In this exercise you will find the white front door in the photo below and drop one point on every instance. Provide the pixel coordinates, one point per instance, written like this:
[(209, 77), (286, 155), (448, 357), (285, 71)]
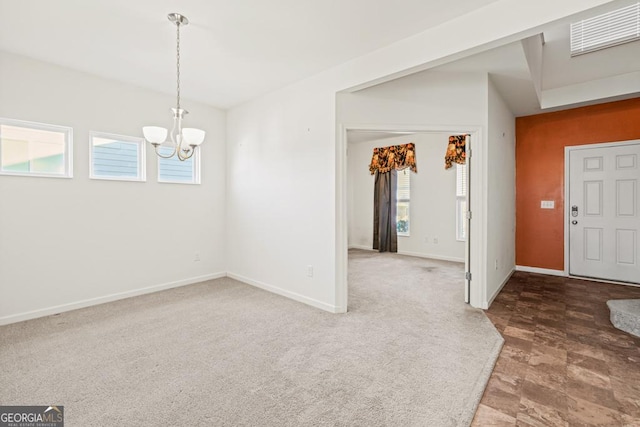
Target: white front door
[(604, 223)]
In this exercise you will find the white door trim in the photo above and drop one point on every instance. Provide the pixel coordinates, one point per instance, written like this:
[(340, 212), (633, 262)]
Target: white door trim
[(478, 291), (567, 208)]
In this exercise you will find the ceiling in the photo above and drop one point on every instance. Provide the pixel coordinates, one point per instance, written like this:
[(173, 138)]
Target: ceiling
[(231, 52)]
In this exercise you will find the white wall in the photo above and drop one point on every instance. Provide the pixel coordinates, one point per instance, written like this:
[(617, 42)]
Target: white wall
[(66, 243), (433, 198), (501, 202)]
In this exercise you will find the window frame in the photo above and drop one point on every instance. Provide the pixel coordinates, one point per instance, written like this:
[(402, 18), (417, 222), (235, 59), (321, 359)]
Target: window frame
[(68, 152), (196, 169), (407, 201), (142, 156)]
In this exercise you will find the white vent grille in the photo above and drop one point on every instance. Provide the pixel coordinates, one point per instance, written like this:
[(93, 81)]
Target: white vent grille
[(607, 30)]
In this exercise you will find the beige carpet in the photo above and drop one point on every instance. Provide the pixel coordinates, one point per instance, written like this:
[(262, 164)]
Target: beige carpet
[(222, 353)]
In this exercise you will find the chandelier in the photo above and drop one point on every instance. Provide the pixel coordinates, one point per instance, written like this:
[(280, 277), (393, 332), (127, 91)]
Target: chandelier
[(183, 141)]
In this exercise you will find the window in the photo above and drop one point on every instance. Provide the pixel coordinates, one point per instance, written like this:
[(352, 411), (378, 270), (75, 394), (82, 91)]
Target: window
[(35, 149), (403, 193), (461, 202), (176, 171), (606, 30), (117, 157)]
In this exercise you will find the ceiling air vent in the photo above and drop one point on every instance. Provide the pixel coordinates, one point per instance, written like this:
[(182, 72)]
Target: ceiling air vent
[(603, 31)]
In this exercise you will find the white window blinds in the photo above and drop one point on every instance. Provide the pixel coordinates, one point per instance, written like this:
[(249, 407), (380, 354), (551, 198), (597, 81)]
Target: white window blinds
[(610, 29)]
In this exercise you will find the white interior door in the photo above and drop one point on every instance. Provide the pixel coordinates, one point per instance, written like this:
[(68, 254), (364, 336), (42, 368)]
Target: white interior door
[(604, 225)]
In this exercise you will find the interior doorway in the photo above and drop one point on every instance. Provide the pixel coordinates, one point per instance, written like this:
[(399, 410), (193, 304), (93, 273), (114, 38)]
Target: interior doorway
[(602, 211), (441, 239)]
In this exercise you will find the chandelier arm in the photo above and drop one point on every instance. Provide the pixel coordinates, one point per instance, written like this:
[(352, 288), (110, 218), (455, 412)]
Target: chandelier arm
[(175, 135), (155, 146)]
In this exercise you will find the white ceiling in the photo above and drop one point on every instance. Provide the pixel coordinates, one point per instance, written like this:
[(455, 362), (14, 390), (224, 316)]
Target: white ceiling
[(231, 51)]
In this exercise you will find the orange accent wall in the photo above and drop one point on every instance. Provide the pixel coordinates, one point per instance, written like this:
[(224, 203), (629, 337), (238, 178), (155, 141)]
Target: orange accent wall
[(540, 142)]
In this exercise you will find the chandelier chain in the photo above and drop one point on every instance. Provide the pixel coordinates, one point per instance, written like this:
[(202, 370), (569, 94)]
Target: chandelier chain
[(178, 61)]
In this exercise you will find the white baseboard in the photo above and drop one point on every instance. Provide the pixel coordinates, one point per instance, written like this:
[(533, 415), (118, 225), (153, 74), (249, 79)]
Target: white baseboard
[(488, 303), (537, 270), (14, 318), (431, 256), (292, 295)]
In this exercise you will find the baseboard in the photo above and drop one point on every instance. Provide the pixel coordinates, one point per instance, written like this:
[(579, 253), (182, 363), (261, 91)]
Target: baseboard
[(537, 270), (292, 295), (431, 256), (488, 303), (14, 318)]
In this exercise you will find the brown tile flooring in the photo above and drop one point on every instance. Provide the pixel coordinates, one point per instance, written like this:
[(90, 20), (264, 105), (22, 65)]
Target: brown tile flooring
[(563, 363)]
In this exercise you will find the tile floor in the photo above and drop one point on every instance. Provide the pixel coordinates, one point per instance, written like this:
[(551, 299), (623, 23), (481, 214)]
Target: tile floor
[(563, 363)]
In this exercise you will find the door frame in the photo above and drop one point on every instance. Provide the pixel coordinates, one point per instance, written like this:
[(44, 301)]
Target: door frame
[(567, 194), (476, 288)]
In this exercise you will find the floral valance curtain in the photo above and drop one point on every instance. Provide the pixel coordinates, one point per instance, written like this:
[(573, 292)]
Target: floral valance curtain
[(456, 151), (397, 157)]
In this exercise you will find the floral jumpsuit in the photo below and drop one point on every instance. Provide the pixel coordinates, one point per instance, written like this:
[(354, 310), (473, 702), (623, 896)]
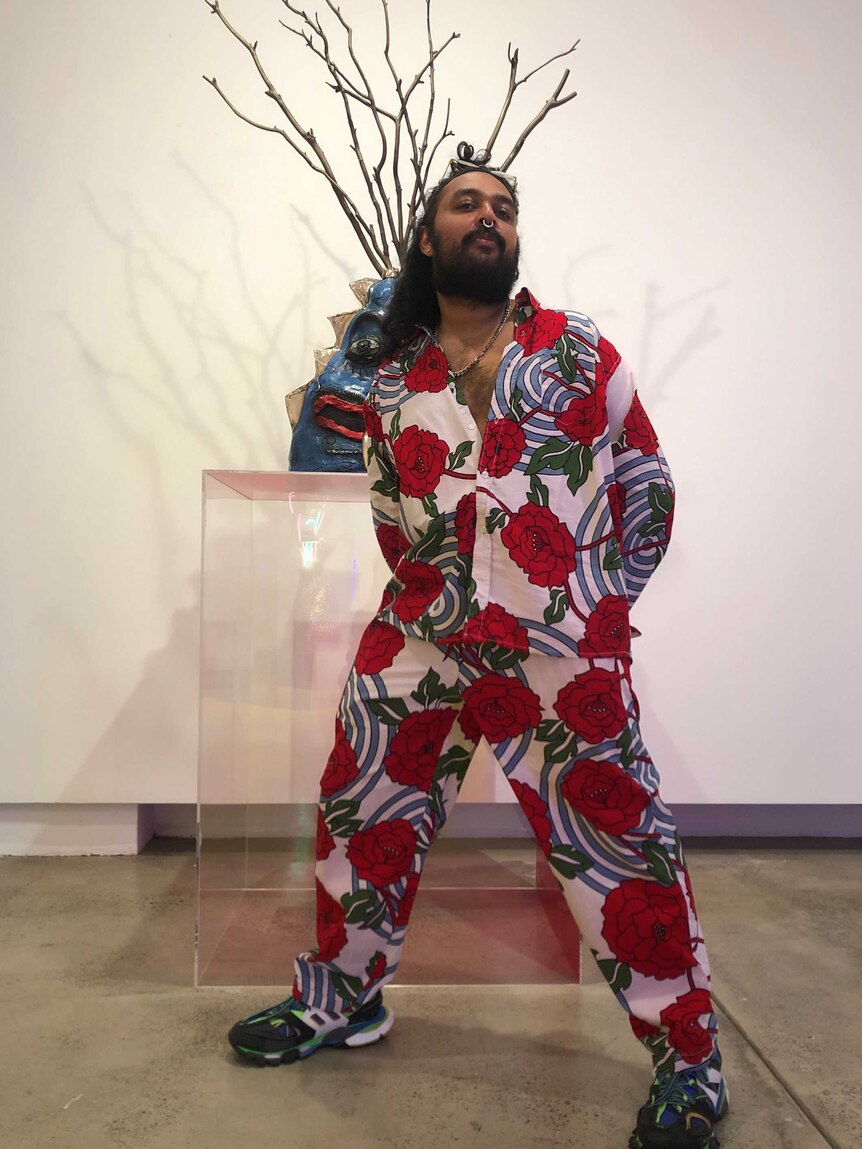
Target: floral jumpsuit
[(516, 556)]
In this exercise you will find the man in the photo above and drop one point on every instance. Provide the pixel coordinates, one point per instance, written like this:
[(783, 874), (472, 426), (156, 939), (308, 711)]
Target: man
[(522, 500)]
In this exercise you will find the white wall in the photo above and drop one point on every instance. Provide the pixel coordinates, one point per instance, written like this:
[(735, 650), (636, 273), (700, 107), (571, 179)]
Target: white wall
[(168, 271)]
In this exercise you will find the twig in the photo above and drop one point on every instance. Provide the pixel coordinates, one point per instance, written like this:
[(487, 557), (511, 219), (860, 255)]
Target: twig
[(364, 232), (552, 102), (384, 141), (515, 83)]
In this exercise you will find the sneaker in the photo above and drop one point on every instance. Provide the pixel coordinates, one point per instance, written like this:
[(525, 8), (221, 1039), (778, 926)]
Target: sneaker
[(292, 1030), (683, 1108)]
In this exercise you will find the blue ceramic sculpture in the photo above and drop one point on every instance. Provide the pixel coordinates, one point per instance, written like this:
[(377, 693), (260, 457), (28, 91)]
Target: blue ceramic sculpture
[(328, 426)]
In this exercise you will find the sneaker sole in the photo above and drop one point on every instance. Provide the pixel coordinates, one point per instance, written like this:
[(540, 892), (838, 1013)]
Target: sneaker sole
[(336, 1040), (635, 1141)]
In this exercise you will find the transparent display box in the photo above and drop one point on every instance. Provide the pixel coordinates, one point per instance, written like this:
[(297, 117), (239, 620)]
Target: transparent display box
[(291, 576)]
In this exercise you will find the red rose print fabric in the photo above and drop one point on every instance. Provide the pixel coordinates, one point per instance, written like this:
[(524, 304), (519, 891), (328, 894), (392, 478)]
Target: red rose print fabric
[(537, 814), (466, 523), (383, 853), (540, 545), (403, 746), (420, 457), (540, 330), (616, 499), (592, 706), (499, 708), (392, 544), (415, 749), (543, 510), (402, 915), (686, 1031), (493, 624), (429, 371), (646, 925), (378, 647), (502, 445), (606, 794), (607, 629), (341, 765), (608, 361), (639, 430), (331, 933), (584, 419), (422, 584)]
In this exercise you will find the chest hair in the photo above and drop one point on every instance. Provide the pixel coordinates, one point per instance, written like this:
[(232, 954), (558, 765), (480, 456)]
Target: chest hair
[(477, 387)]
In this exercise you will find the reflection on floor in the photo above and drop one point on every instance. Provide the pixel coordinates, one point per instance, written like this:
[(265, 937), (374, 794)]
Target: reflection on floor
[(107, 1045), (489, 912)]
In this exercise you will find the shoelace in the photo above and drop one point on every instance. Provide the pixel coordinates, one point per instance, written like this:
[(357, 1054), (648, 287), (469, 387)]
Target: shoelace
[(672, 1088)]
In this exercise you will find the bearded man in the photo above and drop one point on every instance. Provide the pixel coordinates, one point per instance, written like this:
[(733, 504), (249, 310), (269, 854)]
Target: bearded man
[(522, 500)]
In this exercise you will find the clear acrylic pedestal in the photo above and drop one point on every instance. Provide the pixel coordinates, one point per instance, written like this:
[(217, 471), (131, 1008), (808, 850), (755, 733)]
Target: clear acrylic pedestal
[(291, 576)]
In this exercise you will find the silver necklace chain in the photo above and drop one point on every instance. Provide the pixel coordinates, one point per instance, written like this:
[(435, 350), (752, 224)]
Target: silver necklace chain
[(486, 348)]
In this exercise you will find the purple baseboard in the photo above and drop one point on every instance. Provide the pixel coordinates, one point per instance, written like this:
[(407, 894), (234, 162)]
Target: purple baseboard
[(699, 823)]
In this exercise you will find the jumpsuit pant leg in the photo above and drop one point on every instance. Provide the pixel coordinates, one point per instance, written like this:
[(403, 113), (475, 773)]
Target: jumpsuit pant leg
[(566, 733), (393, 775)]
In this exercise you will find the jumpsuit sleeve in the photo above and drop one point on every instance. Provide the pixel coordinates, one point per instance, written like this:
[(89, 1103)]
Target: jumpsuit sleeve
[(644, 493), (384, 488)]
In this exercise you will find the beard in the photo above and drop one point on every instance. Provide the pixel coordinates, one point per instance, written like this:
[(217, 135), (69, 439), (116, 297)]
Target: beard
[(479, 278)]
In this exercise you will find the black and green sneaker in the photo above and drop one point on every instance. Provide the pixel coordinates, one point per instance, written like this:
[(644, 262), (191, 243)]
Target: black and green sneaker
[(292, 1030), (683, 1108)]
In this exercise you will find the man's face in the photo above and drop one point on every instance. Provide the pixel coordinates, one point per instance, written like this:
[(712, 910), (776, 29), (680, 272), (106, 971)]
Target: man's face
[(470, 260)]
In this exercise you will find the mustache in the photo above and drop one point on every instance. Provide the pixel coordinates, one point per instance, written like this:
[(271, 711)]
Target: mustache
[(484, 233)]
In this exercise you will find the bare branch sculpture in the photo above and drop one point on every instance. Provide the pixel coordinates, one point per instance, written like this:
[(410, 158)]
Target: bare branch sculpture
[(403, 139)]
________________________________________
**Task prompt**. Rename "baseboard" to "skirting board" in the part of the entries that opens with the line containing "In this exercise you will find the baseboard" and closes with the line containing "[(537, 270), (292, 295), (431, 256), (488, 303), (14, 318)]", and give only those lines, otherwise unchanged.

**In response**.
In this exercise you will find the skirting board in the photo above and drop one point on every instance. Provide the pixel coordinates, one point per instance, written like this:
[(579, 253), (182, 363), (261, 91)]
Target: skirting board
[(537, 270), (292, 295), (431, 256), (488, 303), (14, 318)]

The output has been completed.